> **EXERCISE GOAL**
Add 22 to every x and y coordinate in the outlines, and reproduce all lines from the line containing "target: <item>rooftop antenna</item>" up to and including the final line of the entries, requests included.

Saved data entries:
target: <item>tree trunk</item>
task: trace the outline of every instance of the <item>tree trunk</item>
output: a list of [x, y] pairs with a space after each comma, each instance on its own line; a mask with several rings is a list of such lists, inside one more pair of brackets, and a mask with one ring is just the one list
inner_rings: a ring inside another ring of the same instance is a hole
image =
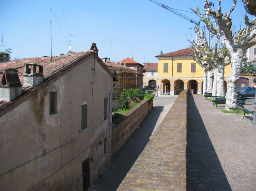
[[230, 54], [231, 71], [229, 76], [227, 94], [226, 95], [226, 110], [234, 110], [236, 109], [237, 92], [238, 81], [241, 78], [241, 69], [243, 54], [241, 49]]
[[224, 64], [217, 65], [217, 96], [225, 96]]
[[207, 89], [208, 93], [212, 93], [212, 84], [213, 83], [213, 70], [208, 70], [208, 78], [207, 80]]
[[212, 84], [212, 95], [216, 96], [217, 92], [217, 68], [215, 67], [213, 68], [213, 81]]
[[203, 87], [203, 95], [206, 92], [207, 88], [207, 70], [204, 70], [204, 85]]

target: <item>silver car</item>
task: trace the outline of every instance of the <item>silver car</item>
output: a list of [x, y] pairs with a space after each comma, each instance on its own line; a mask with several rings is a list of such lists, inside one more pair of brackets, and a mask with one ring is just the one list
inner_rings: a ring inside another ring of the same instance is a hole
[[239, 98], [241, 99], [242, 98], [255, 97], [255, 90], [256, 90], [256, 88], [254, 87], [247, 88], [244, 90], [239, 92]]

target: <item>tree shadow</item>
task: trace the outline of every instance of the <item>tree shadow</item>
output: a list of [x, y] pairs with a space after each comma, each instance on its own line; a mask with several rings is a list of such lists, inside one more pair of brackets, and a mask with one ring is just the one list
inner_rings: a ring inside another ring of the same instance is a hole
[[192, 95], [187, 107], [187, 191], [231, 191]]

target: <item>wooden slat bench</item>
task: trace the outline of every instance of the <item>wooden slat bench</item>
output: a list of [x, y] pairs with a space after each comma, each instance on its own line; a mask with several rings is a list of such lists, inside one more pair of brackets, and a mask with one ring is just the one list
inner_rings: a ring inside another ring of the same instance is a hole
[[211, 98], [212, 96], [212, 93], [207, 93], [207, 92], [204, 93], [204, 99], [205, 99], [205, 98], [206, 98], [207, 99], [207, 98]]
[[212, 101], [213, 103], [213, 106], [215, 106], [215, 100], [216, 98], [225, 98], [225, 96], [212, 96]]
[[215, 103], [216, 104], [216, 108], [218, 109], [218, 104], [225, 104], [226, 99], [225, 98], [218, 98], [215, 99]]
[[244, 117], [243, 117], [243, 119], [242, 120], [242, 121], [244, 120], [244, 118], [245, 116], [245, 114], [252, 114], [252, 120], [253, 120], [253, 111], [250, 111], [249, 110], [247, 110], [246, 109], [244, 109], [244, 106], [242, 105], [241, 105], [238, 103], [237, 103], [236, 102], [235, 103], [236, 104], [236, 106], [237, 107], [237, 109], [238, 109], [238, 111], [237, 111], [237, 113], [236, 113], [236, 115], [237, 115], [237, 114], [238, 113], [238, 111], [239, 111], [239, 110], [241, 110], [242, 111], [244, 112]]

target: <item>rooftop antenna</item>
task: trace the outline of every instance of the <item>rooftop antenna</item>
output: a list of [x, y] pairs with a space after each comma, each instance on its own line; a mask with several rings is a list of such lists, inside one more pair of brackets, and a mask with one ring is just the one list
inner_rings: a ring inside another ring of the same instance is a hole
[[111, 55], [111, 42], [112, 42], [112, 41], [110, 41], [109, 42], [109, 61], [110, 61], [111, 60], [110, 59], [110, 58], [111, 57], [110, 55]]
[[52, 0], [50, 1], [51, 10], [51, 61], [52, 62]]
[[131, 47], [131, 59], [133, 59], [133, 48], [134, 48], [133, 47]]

> **SOLUTION TO THIS PROBLEM**
target: <item>rooftop antenna</item>
task: trace the outline of every instance of the <item>rooftop antenna</item>
output: a list of [x, y] pairs with a space after each comma, each instance on its own line; a mask with several rings is a list of such lists, inside one more pair of brackets, and a mask with one ring is just the one list
inner_rings: a ring inside another ring of the same instance is a hole
[[133, 77], [133, 64], [134, 64], [134, 63], [132, 63], [131, 64], [131, 83], [132, 83], [133, 82], [132, 81], [132, 80], [133, 79], [132, 77]]
[[74, 22], [72, 23], [73, 32], [73, 83], [74, 84]]
[[153, 69], [153, 81], [155, 81], [155, 70], [156, 70], [155, 69]]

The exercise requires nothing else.